Extract provided ▸
_ _ _ _
The Bootleggers Bar is a speakeasy-inspired hut on the 1st base concourse that looks like it’s been plucked from the 1920s, offering 13 local and domestic beers. It is another nod to the club from the early 20th century with tile flooring and an Old-English C.

The Machine Room Grill, section 139, is an enclosed gastropub offering a wait service, video games, and TV viewing. The menu prices are fair, and one can even enjoy bacon on a stick while waiting out the elements outside. There is also an outdoor patio to view the game in style.

An All-You-Can-Eat section is an affordable option with 5 hot dogs and unlimited popcorn, peanuts, and soda. The price is a $25 upgrade and perhaps much less than what you may purchase at other stands in the stadium. The stands are located on the first-base concourse behind section 428 and the right field concourse behind Section 144.

If you are in favor of sausages, the stadium has you covered with brats (they are white in Cincinnati), metwurst (mets for short), smoked sausages, and the old reliable hot dog. Fans can also visit a local UDF (United Dairy Farmer) stand, for grab-and-go drinks and snacks.

Atmosphere 4

Great American Ballpark has all the essentials for an ideal night or day at the game. Many elements throughout the interior and exterior make the home of the Reds stand out among its contemporaries.

Fans will encounter Crosley Terrace, named after the Red’s home from 1912-1970, near the entrance to the stadium. The area features bronze statues of past legends Joe Morgan, Johnny Bench, Tony Perez, Frank Robinson, and Ted Kluszewski. Also, in this area is the Reds Hall of Fame and Museum-perhaps one of the better museums in professional sports.

There are many nods to the team’s illustrious past, including two 16 by 10 feet high mosaics of The Great Eight (Big Red Machine) and First Nine (the 1869 team). There are also giant newspaper columns of World Series championships, retired numbers, and World Series pennants.

One may notice “The Gap” between home and third base. The 35-foot wide break in the stands provides views of the skyline from inside the ballpark. Two smokestacks in centerfield, reminiscent of steamboats that traveled the Ohio River during the nineteenth century, that launch fireworks after a Reds home run or victory.

The 217-inch scoreboard is the sixth biggest in the major leagues and stands behind leftfield; directly in the back of the scoreboard is a mural of the Cincinnati Red Stockings that overlooks nearby Heritage Bank Center, home to the AHL Cincinnati Cyclones.

The Sun Deck/Moon Deck seats in the right field were inspired by the bleacher seats at old Crosley Field and were a welcoming feature when first opened. Behind the area, fans can view great glimpses of the Ohio River and the Kentucky hills. You will also find the All-You-Can-Eat section and Standing Room Only seats that offer great views of the ballfield and city skyline through “The Gap.”
_ _ _ _
Tasks to carry out ▸
a. Name every past legend whose bronze statue stands in Crosley Terrace, according to the Great American Ballpark text above.
b. Write the next few sentences of the Great American Ballpark text above, carrying on from its final sentence.

Data provided ▸
_ _ _ _
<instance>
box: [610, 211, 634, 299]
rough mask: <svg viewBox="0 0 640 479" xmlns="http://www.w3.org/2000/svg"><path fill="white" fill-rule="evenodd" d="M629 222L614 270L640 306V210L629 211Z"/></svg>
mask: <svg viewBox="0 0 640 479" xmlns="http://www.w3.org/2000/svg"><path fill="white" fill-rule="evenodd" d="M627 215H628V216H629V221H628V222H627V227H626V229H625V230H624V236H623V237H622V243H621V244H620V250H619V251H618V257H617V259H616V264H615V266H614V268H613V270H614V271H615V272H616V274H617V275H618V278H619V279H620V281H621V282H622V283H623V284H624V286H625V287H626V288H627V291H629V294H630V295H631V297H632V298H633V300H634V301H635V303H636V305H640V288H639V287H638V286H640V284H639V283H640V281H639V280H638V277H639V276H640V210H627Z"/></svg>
_ _ _ _
Responses by item number ▸
a. Joe Morgan, Johnny Bench, Tony Perez, Frank Robinson, and Ted Kluszewski.

b.
Neighborhood 5

Where Riverfront Stadium once stood, is The Banks, an entertainment district that offers a place to live, work, play, and shop. The neighborhood offers plenty of restaurants, bars, and social spots. There are many to choose from, but favorites include the Christian Moerlein Lager House, Yard House, BurgerFi, and the Jefferson Social

The ballpark is a short walk across the river to Newport on the Levee, and enjoy time at one of the following locations: Hofbrauhaus Newport, Strong’s Brick Oven Pizza, and Newport Aquarium.

Cincinnati has a few places to visit that include the American Sign Museum, which houses a collection of former neon signs from different businesses past and present, Cincinnati Museum Center located in the old train terminal, and Rhinegeist in the up-and-coming Over-the-Rhine section is a must for one can sit on top of its roof, and enjoy a few beers overlooking the picturesque hills of the city.

Baseball fans can also enjoy a tour of the former site of Crosley Field, where the Reds played from 1912-1970. The self-guided tour takes fans through different parts of where the stadium once stood, along with a few seats, a foul pole, and murals from the former ballpark. A few miles north is a miniature replica of the stadium in Blue Ash that houses local baseball leagues.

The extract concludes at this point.